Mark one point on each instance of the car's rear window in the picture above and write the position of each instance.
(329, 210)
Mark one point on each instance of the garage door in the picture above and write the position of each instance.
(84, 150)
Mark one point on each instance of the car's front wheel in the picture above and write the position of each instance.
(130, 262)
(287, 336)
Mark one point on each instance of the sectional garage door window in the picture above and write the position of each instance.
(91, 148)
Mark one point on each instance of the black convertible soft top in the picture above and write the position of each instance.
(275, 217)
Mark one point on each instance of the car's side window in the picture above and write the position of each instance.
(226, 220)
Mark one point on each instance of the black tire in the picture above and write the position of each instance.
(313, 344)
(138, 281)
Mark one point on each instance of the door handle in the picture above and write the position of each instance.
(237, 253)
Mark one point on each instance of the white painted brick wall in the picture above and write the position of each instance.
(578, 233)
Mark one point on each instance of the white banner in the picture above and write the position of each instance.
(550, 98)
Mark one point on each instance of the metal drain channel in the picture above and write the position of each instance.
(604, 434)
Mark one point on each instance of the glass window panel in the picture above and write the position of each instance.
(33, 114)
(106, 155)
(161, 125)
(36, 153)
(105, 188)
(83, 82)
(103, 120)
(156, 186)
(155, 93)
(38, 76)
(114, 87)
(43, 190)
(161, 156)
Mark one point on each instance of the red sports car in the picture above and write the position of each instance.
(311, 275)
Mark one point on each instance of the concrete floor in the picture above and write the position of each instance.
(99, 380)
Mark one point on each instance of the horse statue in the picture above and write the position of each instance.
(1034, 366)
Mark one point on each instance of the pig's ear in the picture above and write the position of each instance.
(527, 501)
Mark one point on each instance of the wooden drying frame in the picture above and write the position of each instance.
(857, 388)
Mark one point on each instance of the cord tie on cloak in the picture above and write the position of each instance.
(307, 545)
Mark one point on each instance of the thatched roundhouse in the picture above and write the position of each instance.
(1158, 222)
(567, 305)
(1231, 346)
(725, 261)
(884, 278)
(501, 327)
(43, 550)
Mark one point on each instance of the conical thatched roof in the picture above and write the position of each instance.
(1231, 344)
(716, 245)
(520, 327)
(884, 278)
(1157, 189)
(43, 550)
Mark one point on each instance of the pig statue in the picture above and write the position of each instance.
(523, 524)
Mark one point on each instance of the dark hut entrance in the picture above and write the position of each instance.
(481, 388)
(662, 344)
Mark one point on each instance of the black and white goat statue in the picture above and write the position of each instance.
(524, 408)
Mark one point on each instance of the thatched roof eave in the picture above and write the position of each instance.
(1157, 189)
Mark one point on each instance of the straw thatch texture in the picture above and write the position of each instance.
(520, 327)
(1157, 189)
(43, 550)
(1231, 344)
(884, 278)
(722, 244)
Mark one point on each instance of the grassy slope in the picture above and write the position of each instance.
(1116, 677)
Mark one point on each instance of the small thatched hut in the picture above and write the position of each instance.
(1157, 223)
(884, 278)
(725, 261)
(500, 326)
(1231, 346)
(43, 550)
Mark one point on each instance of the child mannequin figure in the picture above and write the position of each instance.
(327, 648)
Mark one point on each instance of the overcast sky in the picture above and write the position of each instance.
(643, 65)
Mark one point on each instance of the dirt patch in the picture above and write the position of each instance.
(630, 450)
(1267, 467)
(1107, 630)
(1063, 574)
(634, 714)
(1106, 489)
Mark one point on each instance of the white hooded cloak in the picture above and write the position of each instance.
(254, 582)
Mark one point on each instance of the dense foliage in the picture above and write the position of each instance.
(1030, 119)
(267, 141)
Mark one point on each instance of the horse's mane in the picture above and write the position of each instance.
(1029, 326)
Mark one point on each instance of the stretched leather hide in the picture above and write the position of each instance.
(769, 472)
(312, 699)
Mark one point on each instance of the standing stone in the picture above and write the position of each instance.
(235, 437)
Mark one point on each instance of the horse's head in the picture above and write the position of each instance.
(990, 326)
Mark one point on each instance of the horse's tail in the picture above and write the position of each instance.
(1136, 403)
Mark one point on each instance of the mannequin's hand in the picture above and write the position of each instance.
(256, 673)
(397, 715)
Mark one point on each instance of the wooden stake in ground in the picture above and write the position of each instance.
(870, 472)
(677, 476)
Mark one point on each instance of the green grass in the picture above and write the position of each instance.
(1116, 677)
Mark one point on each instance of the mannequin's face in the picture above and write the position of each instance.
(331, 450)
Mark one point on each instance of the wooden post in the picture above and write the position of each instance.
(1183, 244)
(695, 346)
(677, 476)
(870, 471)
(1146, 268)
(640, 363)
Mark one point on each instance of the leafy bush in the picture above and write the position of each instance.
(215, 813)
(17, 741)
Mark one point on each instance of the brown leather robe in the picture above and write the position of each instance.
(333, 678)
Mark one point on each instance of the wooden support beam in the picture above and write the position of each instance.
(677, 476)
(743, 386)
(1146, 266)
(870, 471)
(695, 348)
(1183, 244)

========================================================================

Repeat the material above word for word, with nothing left out.

**Task response:**
Mark one point on each instance of the car's rear window in the picture above and write the position of each instance.
(329, 210)
Mark one point on each instance of the garage door in the picture above and write the position of each instance.
(84, 150)
Mark one point on each instance of the car's front wheel in the picture above and write the position of each instance.
(130, 262)
(287, 336)
Mark one point on each instance of the sectional garage door window in the picture above and write the position of each instance.
(91, 148)
Mark one point on each instance of the black convertible soft top in the picture above and write the position of each instance.
(275, 217)
Mark one point on each instance of the car's side window in the picture above and write the position of each instance.
(226, 220)
Mark one point on each instance of the black tire in the picture above and write the position of each instance.
(313, 344)
(138, 281)
Mark one point on each instance of the door handle in the picture above and write the position of each instance.
(237, 253)
Mark one point on each instance of the white painted brick wall in the picture above and write the position of each instance.
(578, 233)
Mark one point on each instance of the white banner in the picture above and write the position of each instance.
(550, 98)
Mark one point on each instance of the metal drain channel in the picture above and write the position of each instance.
(604, 434)
Mark one point on each instance of the glass window panel in the picture above and write the position of each instance.
(33, 114)
(106, 155)
(161, 125)
(36, 153)
(105, 188)
(83, 82)
(103, 120)
(156, 186)
(155, 93)
(38, 76)
(114, 87)
(43, 190)
(161, 156)
Mark one point on each instance of the red sports car in the picture above and write the position of each instance.
(311, 275)
Mark one point on each instance of the concrete floor in the picture above and write the position of each instance.
(99, 380)
Mark one point on each instance of the horse statue in the picture above and write the position of each instance.
(1034, 366)
Mark one point on each instance of the pig's ear in the picture above and write the position of each instance.
(527, 501)
Mark one point on each instance of the wooden drying frame in the picture above and write the position of each instance.
(857, 388)
Mark one point on each instance of the cord tie on cloak in the picture above and write the position of each instance.
(307, 545)
Mark one point on each instance of the thatched roundhouse in the picture above and write the position of each instance.
(1158, 222)
(567, 305)
(1231, 346)
(725, 261)
(884, 278)
(501, 327)
(43, 550)
Mark one point on each instance of the conical thatched roof in the picture above and write the position of each instance.
(1231, 344)
(716, 245)
(520, 327)
(884, 278)
(1157, 189)
(43, 550)
Mark one point on each instance of the pig statue in the picture above and write the position of each instance.
(523, 524)
Mark one point on each instance of the dark hut entrance in the picture above and write the position of each instance.
(481, 388)
(662, 344)
Mark one point on each instance of the black and white goat statue in the picture above and write the position of each instance.
(524, 408)
Mark one point on each instance of the thatched roof eave in the picture above and write the position of each instance.
(1157, 189)
Mark one point on each instance of the straw thatch texture in the picture above and write the position of each instance.
(520, 327)
(1157, 189)
(43, 550)
(1231, 344)
(884, 278)
(722, 244)
Mark one point on each instance of the grassy slope in the picture above and write the position of each instance.
(1116, 677)
Mark one point on each instance of the small thatched hut in the picture above and write the position of each instance.
(1157, 223)
(884, 278)
(725, 261)
(500, 326)
(1231, 346)
(43, 550)
Mark one point on each instance of the child mannequin figure in the picture above and write the position of each instance.
(327, 648)
Mark one point on each instance of the overcast sky in the picture above and write the position of each instance.
(643, 65)
Mark one point on each instance of the dirt patch in the picture above and write the position of each instance.
(630, 450)
(1267, 467)
(1107, 630)
(1063, 574)
(634, 714)
(1106, 489)
Mark one point on each instance of the white hooded cloak in the picture above and write the position of each instance.
(254, 582)
Mark one point on each instance of the dense foliage in the picture above and write the position of each instance.
(1030, 119)
(267, 141)
Mark one point on each instance of the horse's mane in the picture above and write the position of each instance.
(1029, 326)
Mark one point on each instance of the stretched leather hide in the picture above and write the position of each instance.
(769, 472)
(312, 699)
Mark one point on each instance of the standing stone in the picture above and write the position of each instance.
(235, 437)
Mark one point on each instance of the horse's head in the picture above and write the position of each instance.
(990, 326)
Mark one point on each instance of the horse's tail in the picture above and write the position of each instance.
(1136, 403)
Mark one point on each instance of the mannequin's hand in the picture above and write the position of each instance.
(256, 673)
(397, 715)
Mark one point on each instance of the wooden stake in ground in the picture above and write the position of each instance.
(870, 472)
(677, 476)
Mark one point on each instance of the green grass in the picture above and write the position of each instance.
(1116, 677)
Mark one point on each instance of the mannequin's face in the picture above and write the position of each instance.
(331, 450)
Mark one point on each instance of the wooden post in the picture above and write the position of each instance.
(1183, 244)
(695, 346)
(677, 476)
(870, 471)
(1146, 268)
(640, 363)
Mark one point on each instance of the leafy bush in the picture above and write the position of each instance.
(215, 813)
(17, 741)
Mark one point on each instance of the brown leather robe in the picture above and write the position of each instance.
(333, 678)
Mark one point on each instance of the wooden support beam in the picture above and write the position of each instance.
(677, 476)
(743, 386)
(1146, 266)
(870, 471)
(695, 348)
(1183, 244)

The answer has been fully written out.